:: Work to do ::
Reproduce the passage below on intellectual history and philosophy word for word, from its first sentence to its last.

:: Passage to read ::
================================
Interpreting historical texts, meanwhile, is also a philosophical activity requiring a symbiosis of history and philosophy. The orthodox view treats intellectual history as essentially historical. It is, but it is also essentially philosophical. Jay’s book overlooks this, as does most of our methodological literature, including Skinner’s methodological writings. Yet much excellent intellectual history shows the power of philosophical analysis, including Skinner’s substantive interpretations.

Two of the world’s leading intellectual historians thus say things about intellectual history which miss key parts of what they do. Given the symbiosis between history and philosophy, it is perhaps no surprise that these leading intellectual historians are also unusually philosophically accomplished. But it is a surprise that their theories of intellectual history say so little about philosophical analysis. In the 1960s, Skinner even wrote that given the poor state of Hobbes scholarship, ‘it is less philosophy, and more history, which is needed’.Footnote83 Now that we have seen not only the huge benefits of the historical turn in philosophical scholarship, but also the inherent importance of philosophical analysis in interpreting historical texts, we can say that ‘it is more history and more philosophy which are needed – in conjunction’.
================================
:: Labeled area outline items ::
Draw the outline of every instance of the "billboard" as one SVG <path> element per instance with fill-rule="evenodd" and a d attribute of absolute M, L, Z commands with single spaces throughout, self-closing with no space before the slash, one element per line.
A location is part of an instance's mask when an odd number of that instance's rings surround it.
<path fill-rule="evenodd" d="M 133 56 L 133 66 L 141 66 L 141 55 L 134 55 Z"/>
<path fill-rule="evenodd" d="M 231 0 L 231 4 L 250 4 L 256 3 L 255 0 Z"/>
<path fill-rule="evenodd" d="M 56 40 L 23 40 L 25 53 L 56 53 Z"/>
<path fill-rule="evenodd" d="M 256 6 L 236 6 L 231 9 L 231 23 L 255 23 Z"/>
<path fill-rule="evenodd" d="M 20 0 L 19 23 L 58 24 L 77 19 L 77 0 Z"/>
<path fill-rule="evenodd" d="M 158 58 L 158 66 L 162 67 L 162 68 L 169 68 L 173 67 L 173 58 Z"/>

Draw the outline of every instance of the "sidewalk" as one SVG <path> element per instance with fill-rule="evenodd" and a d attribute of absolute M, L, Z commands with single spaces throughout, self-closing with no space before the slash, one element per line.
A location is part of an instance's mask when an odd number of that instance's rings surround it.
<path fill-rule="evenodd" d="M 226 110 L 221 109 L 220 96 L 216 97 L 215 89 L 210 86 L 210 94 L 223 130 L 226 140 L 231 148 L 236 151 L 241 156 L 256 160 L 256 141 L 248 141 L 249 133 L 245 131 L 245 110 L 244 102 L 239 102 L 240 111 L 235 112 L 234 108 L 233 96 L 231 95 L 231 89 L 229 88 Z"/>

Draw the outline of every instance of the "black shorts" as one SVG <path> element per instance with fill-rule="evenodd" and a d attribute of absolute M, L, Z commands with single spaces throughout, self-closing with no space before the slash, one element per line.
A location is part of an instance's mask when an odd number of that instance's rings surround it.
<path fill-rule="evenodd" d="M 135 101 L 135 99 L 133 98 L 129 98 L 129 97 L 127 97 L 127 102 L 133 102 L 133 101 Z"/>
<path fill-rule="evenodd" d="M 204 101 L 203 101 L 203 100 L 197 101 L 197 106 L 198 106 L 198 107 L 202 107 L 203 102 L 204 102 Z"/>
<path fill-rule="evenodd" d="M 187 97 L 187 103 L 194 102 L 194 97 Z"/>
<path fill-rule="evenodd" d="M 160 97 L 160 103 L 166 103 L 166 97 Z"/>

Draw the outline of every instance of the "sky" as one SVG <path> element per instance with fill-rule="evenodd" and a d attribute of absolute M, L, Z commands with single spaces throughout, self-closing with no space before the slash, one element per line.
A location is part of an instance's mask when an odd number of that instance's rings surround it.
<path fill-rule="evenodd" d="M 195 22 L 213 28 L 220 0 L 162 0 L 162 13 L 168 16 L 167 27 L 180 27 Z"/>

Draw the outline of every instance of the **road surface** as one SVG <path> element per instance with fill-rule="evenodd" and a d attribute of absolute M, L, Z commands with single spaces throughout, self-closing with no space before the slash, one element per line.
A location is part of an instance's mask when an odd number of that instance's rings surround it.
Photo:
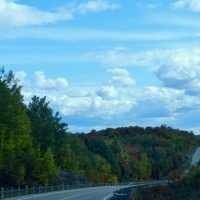
<path fill-rule="evenodd" d="M 6 200 L 109 200 L 115 190 L 116 186 L 92 187 L 7 198 Z"/>
<path fill-rule="evenodd" d="M 200 160 L 200 147 L 196 149 L 195 153 L 192 156 L 191 166 L 196 167 L 199 160 Z"/>

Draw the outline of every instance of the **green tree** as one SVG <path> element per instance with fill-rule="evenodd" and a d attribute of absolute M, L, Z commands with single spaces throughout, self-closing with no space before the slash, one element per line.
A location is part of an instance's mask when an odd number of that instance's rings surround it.
<path fill-rule="evenodd" d="M 30 120 L 12 71 L 0 69 L 0 185 L 24 184 L 24 157 L 32 149 Z"/>

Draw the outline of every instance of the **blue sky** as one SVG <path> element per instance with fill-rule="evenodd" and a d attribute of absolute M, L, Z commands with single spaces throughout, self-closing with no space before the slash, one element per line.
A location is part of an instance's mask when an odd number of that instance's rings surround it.
<path fill-rule="evenodd" d="M 199 0 L 0 0 L 0 66 L 69 131 L 200 134 Z"/>

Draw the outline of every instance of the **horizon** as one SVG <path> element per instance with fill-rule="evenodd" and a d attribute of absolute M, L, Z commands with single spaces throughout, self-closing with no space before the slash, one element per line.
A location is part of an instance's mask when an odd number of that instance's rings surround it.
================================
:: Exercise output ::
Interpreting historical texts, meanwhile, is also a philosophical activity requiring a symbiosis of history and philosophy. The orthodox view treats intellectual history as essentially historical. It is, but it is also essentially philosophical. Jay’s book overlooks this, as does most of our methodological literature, including Skinner’s methodological writings. Yet much excellent intellectual history shows the power of philosophical analysis, including Skinner’s substantive interpretations.

Two of the world’s leading intellectual historians thus say things about intellectual history which miss key parts of what they do. Given the symbiosis between history and philosophy, it is perhaps no surprise that these leading intellectual historians are also unusually philosophically accomplished. But it is a surprise that their theories of intellectual history say so little about philosophical analysis. In the 1960s, Skinner even wrote that given the poor state of Hobbes scholarship, ‘it is less philosophy, and more history, which is needed’.Footnote83 Now that we have seen not only the huge benefits of the historical turn in philosophical scholarship, but also the inherent importance of philosophical analysis in interpreting historical texts, we can say that ‘it is more history and more philosophy which are needed – in conjunction’.